» Given problem: Print the records below word for word, keeping every line unchanged and in order.

» Given data:

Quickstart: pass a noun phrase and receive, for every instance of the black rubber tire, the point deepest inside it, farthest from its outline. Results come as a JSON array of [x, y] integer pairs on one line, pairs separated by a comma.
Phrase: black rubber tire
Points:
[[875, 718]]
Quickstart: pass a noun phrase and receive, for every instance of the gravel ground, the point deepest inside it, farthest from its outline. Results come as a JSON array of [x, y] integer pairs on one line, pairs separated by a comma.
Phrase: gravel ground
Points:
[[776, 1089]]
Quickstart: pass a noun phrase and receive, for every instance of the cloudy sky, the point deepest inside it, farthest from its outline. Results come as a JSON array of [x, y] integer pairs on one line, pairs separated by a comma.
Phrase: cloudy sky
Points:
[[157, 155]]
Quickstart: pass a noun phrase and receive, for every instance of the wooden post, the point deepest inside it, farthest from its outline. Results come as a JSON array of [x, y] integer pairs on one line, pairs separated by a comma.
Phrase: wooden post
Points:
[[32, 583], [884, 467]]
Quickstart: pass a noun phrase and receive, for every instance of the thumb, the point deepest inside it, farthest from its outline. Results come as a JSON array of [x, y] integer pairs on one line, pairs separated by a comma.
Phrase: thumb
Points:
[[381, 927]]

» Output for this task:
Quickstart: pass a noun phrase and receive, for every instance of the black rubber tire, the point deepest inside it, farthest from its outline. Results come as a JSON array of [x, y] integer pairs on one line, pairs separated by a comma.
Phrase: black rubber tire
Points:
[[875, 718]]
Quickstart: pass a noun phrase and receive, for every instance of the gravel ground, the point deepest inside it, farthest from its outline. Results come as a JSON array of [x, y] integer pairs on one line, pairs separated by a comma.
Phrase: gravel ground
Points:
[[776, 1089]]
Quickstart: pass a noun phrase and receive, for every instance of the cloudy sky, the point deepest inside it, farthest from its outline. Results come as a JSON array of [x, y] integer pairs on one line, pairs separated by a comma.
Phrase: cloudy sky
Points:
[[157, 155]]
Quickstart: pass a noun phrase and receive, for every instance of the wooden post, the point deepest inside it, farthest from its outline. Results come as a JSON array of [x, y] integer pairs on one line, pairs separated by a comma.
Phrase: wooden post
Points:
[[32, 583], [884, 467]]
Quickstart: pass a noun phrase and receive, for every instance of the thumb, the point deepest inside it, farthest from its outline. Results come as a JSON array of [x, y] integer pairs on one line, pairs separated by a comma.
Phrase: thumb
Points:
[[381, 927]]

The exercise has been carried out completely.